-Horror Vacui-

      Larga vida a Horror Vacui. Sarai, Sergio, felicidades y mucho éxito. Qué buen primer pie, qué excelente subida de telón. Hemos asumido el reto de encarar la obra de la reconocida Julia Elliott con máxima ilusión y esperanza de subrayar fuertemente su nombre entre uno de los más distinguidos a nuestros ojos, tan ejercitados en las artes oscuras de la literatura de terror. Ha sido un placer dar este paso en vuestros zapatos de gala. 

      Once relatos constituyen este canto al horror más íntimo, al gótico sureño mejor dotado, a la experimentación literario-visual extrema. La polivalencia puede ser un enorme rasgo identitario. Julia Elliott es un perfecto ejemplo de mil caras, de mil recursos; sin embargo, todos sus textos, una vez has efectuado su relectura, son fácilmente considerables hijos de su mano. Sin excepción. La abundancia es hoy una bendita recompensa para el curioso.

      El castigo:

El primer texto de la colección nos proporciona ciertas claves estéticas de la prosa de la autora: es experta en la descripción ambiental; se recrea en sonidos, colores y, sobre todo, olores. Es soberanamente inmersiva. Eleva lo cotidiano de un correctivo paternal a todo un ritual atravesado de tiempos tremendamente laxos, flexibles; se convierte en una partida de ajedrez entre posiciones, frases escogidas y artimañas de la protagonista para amortiguar su sufrimiento físico. Todo ello es aderezado con un exotismo tribal que penetra en el hogar y nos ofrece un poderoso contraste dentro-fuera entre la casa y lo ajeno, lo del otro. Emerge el hechizo, la magia oscura que contacta con lo cósmico, como también lo hace un final sensacional y poético. La gran interpretación de actriz como niña indefensa y llorosa que pretende enternecer o, al menos, eludir una mayor fuerza en los golpes bebe del propio pozo de horror anímico que se desbordará instantes después, en el silencio doloroso de los azotes de la vida, el peor cuero que existe. Cruzado de un potente componente animal en todas sus fases narrativas, este relato es una fabulosa carta de presentación de lo que podemos encontrar en lo más profundo de la pluma de Elliott. Notable arranque.

      LIMBs:

Elise, Pip y Bob configuran el triángulo protagónico de este segundo escalón. Nacido en otoño, en lo que se revelará como una práctica habitual de la autora lo de ubicar inicialmente las narraciones en el marco espaciotemporal a partir de las estaciones, este texto junta con un espectacular y bello poderío el futuro -que es presente- con el pasado -que también es presente-. A través de la normalización del gigantesco salto tecnológico y enraizado en la Carolina del Sur de la que es residente la propia Elliott, estamos ante una historia de pura vida, de plena humanidad en el sentido más finito posible; asistimos a la irrupción de la soledad más amarga: la que se alimenta de olvidos, de no-recuerdos, de brutal pérdida del ayer. Ese es el enemigo. Nuestras armas, las de Elise, conectan avances científicos y estímulos plenamente naturales, tejidos una vez más de olores, sabores y sonidos reconocibles, añorados y/o anhelados. Salimos de nosotros mismos para poder regresar a casa, a un re-conocimiento agridulce. La cruda sensación de distancia se clava honda.

* [Tarea por realizar]: Duplica sin ningún cambio el fragmento de la reseña sobre Horror Vacui que va desde "Larga vida a" hasta "zapatos de gala.", con ambos extremos incluidos.

* [Extractos de datos]:
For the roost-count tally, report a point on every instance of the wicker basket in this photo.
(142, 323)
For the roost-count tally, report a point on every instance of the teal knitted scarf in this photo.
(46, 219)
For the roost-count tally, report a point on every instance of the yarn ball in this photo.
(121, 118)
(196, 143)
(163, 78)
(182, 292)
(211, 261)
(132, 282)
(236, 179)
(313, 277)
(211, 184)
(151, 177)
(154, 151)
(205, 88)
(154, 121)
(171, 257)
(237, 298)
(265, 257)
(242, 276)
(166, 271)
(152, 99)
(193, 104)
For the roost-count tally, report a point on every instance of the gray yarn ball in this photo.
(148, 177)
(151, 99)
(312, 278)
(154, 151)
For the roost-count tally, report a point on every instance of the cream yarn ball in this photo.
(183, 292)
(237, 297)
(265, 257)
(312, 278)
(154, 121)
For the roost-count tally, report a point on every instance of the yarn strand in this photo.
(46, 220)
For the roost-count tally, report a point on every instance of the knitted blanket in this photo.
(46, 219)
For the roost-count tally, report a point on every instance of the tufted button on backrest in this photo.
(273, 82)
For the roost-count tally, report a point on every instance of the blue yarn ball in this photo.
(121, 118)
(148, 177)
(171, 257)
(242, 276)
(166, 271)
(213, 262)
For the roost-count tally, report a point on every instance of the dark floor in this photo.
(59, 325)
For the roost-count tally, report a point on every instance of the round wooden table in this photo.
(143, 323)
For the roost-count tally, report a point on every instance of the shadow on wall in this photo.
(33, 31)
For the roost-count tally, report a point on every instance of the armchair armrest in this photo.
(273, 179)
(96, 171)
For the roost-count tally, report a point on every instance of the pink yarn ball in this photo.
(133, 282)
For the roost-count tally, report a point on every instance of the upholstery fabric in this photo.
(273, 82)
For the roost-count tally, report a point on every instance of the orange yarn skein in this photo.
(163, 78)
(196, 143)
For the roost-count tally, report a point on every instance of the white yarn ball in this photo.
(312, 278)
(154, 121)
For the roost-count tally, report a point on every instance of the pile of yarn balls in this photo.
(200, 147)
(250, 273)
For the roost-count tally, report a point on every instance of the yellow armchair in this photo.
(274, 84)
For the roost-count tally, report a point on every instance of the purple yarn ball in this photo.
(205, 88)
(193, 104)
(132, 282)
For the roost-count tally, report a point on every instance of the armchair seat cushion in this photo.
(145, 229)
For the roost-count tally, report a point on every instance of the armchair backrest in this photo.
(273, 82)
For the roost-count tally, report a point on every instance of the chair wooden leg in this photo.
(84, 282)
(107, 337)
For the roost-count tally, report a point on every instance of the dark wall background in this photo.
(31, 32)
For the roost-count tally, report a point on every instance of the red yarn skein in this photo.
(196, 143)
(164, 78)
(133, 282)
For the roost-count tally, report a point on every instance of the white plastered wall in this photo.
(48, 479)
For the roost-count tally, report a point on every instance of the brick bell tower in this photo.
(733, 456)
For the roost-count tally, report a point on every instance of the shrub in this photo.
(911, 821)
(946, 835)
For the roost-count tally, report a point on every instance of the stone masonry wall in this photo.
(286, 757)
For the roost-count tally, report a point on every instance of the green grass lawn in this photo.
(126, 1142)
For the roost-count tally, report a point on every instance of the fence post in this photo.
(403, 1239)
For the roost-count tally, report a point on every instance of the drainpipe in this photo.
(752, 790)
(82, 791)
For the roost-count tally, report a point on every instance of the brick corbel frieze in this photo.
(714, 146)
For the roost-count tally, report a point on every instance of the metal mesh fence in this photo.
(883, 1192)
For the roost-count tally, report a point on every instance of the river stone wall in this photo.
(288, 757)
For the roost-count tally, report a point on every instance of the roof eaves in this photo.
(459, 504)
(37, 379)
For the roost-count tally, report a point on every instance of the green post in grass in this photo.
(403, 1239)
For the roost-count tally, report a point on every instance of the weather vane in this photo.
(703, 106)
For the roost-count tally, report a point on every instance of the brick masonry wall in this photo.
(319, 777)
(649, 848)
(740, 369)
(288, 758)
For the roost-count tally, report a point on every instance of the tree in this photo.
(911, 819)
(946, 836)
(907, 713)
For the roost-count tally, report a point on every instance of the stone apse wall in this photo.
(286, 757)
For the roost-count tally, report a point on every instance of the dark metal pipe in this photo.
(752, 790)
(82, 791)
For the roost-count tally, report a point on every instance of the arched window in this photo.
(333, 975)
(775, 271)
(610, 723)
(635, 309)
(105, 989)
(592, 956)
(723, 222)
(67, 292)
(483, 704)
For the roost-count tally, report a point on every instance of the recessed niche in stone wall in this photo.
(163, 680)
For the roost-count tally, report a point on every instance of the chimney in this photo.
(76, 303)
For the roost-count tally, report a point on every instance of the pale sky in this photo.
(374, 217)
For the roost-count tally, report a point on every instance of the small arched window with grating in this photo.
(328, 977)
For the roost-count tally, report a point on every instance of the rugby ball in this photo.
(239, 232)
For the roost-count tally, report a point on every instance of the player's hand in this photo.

* [Solución del problema]:
Larga vida a Horror Vacui. Sarai, Sergio, felicidades y mucho éxito. Qué buen primer pie, qué excelente subida de telón. Hemos asumido el reto de encarar la obra de la reconocida Julia Elliott con máxima ilusión y esperanza de subrayar fuertemente su nombre entre uno de los más distinguidos a nuestros ojos, tan ejercitados en las artes oscuras de la literatura de terror. Ha sido un placer dar este paso en vuestros zapatos de gala.